Zadanie pisemne A ->
Czy możesz ponownie przytoczyć fragment tekstu o życzeniach noworocznych, który zaczyna się od słów „Ograniczmy się jednak”, a kończy na „zacząć legalnie działać.”, zastępując w nim „telewizji” słowem „radiu”?

Treść dokumentu ->
* * * * * * *

W nowym roku życzmy sobie jak najszybszego odejścia od socjalistycznych iluzji
Życzenia noworoczne to zbiór łatwo poddający się klasyfikacjom. Można je na przykład podzielić na rea-listyczne i mieszczące się w sferze tzw. pobożnych. Są życzenia, których spełnienie zależy w znacznej mierze od nas samych, od tego, ile jesteśmy warci. Są też dziedziny i sprawy słabiej poddające się ludzkiej ingerencji i pragnieniom, na przykład długość życia. Już niedługo jednak nie będzie wypadało życzyć komukolwiek, zwłaszcza osobom sędziwym, dożycia stu lat. Liczba stulatków rośnie w imponującym tempie - i to mimo narzekań na pauperyzację.
Ograniczmy się jednak na wszelki wypadek do tych życzeń, których spełnienie zależy od nas samych. Od tego, czy potrafimy przekroczyć próg niemożności, czy też nadal będziemy zajmować miejsca w ogonie rankingów informujących o kondycji kraju na różnych polach. Tym, którzy sądzą, że po wejściu do Europy zostaniemy "zglajchszaltowani", wypada przypomnieć, że w unii nadal będziemy żyć na własną rękę, mając jedynie większe pole manewru, wymagające solidnej wiedzy, a nie małego sprytu. Jesteśmy niekonkurencyjni, a za to nieźle skorumpowani. Nasze prawo i administracja są kiepskie, stopa inwestycji za niska, z kolei stopa redystrybucji za wysoka. Bariery biurokratyczne rosną, a nie maleją. Usłyszałem niedawno w telewizji, że jakiś przedsiębiorca musiał uzyskać ponad 100 (słownie: sto) pieczątek, by zacząć legalnie działać.

* * * * * * *

Zadanie pisemne B ->
Które wiersze poniższej listy zawierają ciąg „lake”? Przepisz każdy z nich, pamiętając, że wielkość liter ma znaczenie.

Dane do przetworzenia ->
* * * * * * *

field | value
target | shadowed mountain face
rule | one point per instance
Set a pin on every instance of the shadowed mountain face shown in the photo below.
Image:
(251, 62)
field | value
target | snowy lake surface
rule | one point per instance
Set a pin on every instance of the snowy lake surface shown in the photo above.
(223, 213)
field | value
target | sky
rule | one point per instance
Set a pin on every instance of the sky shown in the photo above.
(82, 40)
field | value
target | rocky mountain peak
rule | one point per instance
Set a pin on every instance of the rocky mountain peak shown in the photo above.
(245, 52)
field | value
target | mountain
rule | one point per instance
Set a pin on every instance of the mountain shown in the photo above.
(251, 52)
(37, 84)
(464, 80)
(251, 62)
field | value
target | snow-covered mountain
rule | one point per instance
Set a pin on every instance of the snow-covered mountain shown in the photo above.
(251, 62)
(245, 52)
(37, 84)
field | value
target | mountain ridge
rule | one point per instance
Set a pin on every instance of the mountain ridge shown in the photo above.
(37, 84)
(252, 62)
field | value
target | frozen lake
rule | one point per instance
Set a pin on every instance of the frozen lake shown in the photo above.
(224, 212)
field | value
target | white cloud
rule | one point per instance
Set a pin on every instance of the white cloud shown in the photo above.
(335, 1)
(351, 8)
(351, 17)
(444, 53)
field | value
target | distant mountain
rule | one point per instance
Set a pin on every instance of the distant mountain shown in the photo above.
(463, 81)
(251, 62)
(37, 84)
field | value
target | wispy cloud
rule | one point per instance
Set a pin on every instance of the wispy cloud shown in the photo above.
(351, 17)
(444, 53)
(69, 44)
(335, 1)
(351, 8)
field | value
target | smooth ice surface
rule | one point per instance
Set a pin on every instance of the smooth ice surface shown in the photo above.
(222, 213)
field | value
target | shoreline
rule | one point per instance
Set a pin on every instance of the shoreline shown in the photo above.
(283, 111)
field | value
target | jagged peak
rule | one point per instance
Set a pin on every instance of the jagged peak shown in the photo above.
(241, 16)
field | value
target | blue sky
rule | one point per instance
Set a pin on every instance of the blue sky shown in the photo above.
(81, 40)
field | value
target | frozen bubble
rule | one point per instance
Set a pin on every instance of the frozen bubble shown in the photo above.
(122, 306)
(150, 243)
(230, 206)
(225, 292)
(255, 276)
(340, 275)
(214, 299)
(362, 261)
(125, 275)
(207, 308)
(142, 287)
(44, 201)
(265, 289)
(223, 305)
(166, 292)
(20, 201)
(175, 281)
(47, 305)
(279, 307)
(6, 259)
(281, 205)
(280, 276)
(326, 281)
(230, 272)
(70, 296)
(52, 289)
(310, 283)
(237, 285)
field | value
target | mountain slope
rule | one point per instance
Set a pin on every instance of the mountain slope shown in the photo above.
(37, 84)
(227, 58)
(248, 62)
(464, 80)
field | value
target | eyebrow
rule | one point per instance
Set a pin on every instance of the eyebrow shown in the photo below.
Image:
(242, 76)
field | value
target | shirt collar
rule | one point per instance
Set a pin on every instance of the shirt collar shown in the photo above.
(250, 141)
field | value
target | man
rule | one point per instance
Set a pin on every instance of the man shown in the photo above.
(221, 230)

* * * * * * *

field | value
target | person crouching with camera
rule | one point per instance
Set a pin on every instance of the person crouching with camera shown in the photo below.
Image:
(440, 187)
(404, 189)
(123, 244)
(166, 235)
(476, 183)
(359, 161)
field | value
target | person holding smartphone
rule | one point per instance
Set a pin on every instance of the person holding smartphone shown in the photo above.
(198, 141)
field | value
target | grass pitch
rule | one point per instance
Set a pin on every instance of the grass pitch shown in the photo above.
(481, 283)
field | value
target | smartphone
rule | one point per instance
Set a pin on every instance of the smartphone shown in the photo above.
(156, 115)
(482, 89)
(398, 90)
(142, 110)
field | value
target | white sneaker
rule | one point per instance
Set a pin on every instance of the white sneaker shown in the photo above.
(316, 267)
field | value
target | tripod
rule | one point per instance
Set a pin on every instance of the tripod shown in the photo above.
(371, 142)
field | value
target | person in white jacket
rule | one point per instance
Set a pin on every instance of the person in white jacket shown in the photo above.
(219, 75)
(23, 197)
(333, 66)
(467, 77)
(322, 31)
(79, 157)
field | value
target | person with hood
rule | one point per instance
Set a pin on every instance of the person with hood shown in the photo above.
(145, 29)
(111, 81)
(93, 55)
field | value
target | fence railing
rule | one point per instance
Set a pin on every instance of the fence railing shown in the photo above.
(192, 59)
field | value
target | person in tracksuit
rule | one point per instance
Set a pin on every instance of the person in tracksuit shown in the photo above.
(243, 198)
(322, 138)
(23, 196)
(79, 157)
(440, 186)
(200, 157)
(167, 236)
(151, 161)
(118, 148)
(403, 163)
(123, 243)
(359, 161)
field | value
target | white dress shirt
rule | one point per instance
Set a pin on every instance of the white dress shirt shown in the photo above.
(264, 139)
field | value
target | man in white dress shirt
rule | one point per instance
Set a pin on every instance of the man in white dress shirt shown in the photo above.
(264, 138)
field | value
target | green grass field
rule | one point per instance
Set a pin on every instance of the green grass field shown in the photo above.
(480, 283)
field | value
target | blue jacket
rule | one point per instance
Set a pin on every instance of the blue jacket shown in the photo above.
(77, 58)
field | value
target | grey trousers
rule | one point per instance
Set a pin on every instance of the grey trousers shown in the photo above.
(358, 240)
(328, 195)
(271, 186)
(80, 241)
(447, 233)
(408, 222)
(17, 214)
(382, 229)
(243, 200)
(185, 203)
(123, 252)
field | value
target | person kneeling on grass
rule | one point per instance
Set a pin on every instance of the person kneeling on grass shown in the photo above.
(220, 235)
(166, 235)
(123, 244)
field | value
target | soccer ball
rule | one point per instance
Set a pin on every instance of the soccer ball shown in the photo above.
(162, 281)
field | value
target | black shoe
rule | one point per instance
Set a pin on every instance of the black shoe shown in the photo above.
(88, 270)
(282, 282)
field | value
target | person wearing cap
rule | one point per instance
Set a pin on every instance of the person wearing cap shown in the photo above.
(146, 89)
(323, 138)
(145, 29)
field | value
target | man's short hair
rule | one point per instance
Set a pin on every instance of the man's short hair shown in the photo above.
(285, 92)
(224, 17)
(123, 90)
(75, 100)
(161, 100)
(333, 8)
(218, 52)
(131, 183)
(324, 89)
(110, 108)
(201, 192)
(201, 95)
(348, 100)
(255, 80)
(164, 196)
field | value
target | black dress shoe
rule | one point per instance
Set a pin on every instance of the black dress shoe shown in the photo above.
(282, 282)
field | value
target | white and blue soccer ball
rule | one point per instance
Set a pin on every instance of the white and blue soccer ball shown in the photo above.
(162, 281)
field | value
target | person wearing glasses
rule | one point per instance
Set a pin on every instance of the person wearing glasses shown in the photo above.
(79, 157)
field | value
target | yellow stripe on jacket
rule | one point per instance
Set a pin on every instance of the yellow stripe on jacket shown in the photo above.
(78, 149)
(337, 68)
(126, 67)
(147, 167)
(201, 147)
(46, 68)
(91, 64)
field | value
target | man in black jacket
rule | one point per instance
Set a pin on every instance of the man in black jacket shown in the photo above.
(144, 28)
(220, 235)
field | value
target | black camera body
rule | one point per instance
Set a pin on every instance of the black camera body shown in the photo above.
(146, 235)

* * * * * * *

Odpowiedź pisemna A ->
Ograniczmy się jednak na wszelki wypadek do tych życzeń, których spełnienie zależy od nas samych. Od tego, czy potrafimy przekroczyć próg niemożności, czy też nadal będziemy zajmować miejsca w ogonie rankingów informujących o kondycji kraju na różnych polach. Tym, którzy sądzą, że po wejściu do Europy zostaniemy "zglajchszaltowani", wypada przypomnieć, że w unii nadal będziemy żyć na własną rękę, mając jedynie większe pole manewru, wymagające solidnej wiedzy, a nie małego sprytu. Jesteśmy niekonkurencyjni, a za to nieźle skorumpowani. Nasze prawo i administracja są kiepskie, stopa inwestycji za niska, z kolei stopa redystrybucji za wysoka. Bariery biurokratyczne rosną, a nie maleją. Usłyszałem niedawno w radiu, że jakiś przedsiębiorca musiał uzyskać ponad 100 (słownie: sto) pieczątek, by zacząć legalnie działać.

Odpowiedź pisemna B ->
target | snowy lake surface
Set a pin on every instance of the snowy lake surface shown in the photo above.
target | frozen lake
Set a pin on every instance of the frozen lake shown in the photo above.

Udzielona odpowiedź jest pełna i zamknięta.